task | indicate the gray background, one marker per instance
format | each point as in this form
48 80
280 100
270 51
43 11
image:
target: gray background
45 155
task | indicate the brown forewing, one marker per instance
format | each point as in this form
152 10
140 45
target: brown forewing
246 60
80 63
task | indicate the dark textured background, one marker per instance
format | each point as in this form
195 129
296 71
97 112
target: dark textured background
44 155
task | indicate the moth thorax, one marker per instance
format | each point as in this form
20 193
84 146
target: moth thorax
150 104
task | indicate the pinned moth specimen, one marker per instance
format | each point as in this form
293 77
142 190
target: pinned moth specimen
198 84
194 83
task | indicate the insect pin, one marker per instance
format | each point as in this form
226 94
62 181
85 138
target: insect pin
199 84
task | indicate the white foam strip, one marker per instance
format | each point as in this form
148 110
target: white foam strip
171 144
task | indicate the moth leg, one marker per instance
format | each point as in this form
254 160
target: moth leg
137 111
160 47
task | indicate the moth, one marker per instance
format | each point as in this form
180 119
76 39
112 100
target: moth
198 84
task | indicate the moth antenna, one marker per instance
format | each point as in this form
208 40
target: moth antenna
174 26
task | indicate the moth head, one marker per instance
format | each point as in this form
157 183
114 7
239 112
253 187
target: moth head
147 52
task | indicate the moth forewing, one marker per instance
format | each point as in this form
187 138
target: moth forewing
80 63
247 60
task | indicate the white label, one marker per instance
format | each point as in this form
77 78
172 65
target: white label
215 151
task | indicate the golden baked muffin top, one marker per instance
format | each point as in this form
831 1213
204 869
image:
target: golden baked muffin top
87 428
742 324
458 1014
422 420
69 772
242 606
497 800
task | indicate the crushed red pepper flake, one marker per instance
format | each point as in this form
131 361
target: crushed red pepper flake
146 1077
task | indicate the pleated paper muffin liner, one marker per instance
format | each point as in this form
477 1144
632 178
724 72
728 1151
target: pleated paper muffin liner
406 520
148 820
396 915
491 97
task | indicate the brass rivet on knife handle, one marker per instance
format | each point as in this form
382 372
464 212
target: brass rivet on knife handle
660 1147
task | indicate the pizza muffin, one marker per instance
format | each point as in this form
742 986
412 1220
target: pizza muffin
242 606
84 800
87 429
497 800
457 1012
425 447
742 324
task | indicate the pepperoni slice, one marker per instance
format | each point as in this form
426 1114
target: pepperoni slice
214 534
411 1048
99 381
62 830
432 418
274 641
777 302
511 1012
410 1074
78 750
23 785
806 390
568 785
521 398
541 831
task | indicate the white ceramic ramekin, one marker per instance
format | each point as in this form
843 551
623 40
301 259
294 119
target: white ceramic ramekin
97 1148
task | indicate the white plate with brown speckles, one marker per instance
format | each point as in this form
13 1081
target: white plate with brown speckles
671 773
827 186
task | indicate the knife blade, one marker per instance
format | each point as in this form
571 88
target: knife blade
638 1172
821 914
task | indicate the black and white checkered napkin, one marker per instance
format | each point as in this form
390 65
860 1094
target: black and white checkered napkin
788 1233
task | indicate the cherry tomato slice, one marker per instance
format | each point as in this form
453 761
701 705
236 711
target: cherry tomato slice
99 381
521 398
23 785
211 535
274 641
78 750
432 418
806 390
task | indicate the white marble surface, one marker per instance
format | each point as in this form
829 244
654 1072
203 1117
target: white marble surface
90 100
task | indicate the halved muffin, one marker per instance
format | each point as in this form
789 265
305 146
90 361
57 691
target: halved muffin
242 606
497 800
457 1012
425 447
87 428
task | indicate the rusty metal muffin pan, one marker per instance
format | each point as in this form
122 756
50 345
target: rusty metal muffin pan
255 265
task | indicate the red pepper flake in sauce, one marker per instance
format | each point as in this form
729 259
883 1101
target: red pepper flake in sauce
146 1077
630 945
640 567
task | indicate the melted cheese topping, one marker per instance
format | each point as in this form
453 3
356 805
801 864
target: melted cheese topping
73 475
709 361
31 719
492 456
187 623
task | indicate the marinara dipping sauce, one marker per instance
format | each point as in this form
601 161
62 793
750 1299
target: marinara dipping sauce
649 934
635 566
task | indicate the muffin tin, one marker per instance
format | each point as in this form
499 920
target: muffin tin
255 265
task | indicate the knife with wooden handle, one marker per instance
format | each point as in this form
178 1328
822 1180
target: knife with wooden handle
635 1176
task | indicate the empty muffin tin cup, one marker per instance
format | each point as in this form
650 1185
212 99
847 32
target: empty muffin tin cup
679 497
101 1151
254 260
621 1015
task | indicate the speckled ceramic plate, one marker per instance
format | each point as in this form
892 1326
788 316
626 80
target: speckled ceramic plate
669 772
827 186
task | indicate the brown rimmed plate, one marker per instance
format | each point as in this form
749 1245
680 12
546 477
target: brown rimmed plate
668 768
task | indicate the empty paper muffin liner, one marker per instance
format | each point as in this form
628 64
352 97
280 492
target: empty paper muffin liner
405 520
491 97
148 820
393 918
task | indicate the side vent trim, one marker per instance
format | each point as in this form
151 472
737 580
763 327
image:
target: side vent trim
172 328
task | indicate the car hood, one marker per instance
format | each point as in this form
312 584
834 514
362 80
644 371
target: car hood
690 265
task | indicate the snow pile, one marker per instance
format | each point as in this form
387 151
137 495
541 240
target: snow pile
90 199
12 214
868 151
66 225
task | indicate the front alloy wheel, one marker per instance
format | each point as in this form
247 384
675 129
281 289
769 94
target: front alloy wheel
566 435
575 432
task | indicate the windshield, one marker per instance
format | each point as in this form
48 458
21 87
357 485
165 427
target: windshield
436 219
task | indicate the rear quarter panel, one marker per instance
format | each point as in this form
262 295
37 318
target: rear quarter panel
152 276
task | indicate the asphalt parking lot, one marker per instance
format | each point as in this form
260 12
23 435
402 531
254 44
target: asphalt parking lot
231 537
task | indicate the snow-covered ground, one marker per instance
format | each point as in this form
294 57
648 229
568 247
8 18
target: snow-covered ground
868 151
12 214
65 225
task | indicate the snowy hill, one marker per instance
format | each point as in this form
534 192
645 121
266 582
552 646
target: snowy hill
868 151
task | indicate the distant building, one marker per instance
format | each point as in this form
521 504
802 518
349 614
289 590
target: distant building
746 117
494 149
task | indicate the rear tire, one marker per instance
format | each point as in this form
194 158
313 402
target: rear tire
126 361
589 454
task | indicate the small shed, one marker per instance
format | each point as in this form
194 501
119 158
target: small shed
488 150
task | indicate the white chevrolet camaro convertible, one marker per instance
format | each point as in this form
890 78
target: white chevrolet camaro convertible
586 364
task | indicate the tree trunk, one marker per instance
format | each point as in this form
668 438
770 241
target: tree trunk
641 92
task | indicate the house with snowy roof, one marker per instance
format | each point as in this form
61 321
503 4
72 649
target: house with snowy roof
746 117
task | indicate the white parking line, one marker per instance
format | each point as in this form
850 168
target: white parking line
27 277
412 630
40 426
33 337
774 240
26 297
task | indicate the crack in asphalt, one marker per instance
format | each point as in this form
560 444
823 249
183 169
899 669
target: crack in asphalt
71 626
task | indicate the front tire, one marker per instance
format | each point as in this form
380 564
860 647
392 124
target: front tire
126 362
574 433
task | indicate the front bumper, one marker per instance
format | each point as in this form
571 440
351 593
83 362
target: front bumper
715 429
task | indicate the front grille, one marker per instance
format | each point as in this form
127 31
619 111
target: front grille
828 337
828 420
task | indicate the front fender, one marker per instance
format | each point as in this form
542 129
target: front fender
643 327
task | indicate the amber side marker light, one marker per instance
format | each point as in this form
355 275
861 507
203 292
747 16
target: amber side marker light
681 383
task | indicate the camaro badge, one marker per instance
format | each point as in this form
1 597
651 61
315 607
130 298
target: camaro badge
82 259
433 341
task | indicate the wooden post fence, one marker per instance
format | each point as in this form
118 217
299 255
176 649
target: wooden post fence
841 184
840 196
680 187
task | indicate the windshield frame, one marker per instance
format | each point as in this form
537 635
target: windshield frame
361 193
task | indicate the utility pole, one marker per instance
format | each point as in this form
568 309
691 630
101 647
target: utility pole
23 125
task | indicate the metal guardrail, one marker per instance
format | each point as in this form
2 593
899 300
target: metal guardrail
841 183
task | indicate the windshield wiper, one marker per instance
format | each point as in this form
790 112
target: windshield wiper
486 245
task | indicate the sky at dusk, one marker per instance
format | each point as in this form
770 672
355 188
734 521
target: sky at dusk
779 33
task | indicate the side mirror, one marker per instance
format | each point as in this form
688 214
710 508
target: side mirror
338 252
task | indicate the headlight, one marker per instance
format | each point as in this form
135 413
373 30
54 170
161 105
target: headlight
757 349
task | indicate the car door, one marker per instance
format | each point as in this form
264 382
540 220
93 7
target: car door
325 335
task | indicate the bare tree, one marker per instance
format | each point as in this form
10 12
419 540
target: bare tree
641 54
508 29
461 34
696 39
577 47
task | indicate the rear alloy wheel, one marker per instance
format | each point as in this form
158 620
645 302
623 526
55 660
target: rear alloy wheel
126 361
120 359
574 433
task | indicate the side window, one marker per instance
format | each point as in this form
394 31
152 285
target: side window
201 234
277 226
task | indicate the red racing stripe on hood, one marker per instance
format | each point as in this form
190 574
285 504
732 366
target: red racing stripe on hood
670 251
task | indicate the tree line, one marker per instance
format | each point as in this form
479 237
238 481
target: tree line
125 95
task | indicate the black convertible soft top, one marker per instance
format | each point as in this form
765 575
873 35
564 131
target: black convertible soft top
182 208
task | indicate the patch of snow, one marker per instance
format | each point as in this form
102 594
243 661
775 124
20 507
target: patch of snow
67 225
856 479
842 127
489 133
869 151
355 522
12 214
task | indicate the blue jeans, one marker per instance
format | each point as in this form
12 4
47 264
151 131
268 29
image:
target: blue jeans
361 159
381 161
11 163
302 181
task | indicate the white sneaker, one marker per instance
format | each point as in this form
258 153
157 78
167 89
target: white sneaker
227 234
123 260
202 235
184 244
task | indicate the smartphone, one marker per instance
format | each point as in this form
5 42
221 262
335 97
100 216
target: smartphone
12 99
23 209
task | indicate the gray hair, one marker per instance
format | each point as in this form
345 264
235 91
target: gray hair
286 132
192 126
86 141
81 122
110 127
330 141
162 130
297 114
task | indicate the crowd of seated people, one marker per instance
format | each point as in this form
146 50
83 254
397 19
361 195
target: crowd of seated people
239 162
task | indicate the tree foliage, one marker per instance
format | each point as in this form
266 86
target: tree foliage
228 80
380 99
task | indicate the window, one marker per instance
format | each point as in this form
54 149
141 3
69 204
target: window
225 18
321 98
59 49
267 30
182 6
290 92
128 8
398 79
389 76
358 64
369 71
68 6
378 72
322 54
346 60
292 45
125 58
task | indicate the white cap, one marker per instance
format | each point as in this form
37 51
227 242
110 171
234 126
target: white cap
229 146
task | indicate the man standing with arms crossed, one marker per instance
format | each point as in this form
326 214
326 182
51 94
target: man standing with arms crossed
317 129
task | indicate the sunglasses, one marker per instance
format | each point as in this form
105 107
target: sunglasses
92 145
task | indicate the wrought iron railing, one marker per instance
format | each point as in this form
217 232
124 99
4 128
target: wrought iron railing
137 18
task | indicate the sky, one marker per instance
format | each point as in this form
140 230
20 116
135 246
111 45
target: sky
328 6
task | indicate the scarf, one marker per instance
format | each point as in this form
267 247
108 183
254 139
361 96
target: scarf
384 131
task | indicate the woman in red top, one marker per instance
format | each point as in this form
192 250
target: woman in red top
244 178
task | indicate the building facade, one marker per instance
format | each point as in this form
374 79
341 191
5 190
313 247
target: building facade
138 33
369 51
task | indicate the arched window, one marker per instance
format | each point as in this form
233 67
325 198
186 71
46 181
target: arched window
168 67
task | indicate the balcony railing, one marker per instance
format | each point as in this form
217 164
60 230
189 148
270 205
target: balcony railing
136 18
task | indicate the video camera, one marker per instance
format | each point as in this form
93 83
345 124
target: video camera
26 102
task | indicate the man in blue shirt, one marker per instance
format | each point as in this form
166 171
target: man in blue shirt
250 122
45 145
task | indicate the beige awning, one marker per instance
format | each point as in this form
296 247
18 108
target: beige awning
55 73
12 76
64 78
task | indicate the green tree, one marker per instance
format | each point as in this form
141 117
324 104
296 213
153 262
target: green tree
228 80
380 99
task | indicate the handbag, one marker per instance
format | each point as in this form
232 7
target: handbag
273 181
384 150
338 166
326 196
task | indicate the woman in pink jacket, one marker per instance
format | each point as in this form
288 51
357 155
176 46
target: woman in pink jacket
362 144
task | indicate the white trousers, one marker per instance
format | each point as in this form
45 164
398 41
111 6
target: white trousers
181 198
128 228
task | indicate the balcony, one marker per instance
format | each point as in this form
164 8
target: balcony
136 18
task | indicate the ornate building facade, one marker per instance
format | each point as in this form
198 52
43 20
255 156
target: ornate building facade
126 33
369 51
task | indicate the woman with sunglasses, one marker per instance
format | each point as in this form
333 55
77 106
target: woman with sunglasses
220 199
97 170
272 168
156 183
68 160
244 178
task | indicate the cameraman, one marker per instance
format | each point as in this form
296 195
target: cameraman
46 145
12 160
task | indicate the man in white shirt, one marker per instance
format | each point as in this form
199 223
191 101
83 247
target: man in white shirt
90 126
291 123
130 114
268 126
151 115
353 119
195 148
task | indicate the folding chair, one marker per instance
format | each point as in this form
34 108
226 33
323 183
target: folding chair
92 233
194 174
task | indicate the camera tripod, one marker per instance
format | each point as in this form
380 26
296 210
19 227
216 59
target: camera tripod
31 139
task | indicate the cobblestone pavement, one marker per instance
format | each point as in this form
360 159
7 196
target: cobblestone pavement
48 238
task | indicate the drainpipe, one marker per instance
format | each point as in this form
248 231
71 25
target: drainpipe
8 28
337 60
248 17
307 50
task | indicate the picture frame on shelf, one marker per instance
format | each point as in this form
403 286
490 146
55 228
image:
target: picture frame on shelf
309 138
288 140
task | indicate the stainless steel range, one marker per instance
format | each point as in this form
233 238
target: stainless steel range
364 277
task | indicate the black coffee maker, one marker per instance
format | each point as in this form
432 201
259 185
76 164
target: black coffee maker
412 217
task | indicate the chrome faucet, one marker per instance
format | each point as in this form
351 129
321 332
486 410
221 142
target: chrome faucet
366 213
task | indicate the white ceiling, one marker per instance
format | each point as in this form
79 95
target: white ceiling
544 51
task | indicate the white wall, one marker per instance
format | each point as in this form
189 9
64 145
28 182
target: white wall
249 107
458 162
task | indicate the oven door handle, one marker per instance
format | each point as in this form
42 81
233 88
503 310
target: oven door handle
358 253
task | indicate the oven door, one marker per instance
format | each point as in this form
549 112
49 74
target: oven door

******************************

In the records above, find the line containing "task | indicate the white ceiling, one"; please retype it and every line after it through the last line, exactly and with nothing else.

Answer:
task | indicate the white ceiling, one marker per instance
format | each point as in this form
79 95
target: white ceiling
544 51
task | indicate the white wall, one marker per instance
format | each point as in this form
189 9
64 145
28 182
target: white wall
249 107
458 162
task | indicate the oven door handle, one marker per instance
format | each point as in this form
42 81
233 88
503 310
target: oven door handle
358 253
task | indicate the oven door, one marker per instance
format | each point as in this form
549 112
49 74
target: oven door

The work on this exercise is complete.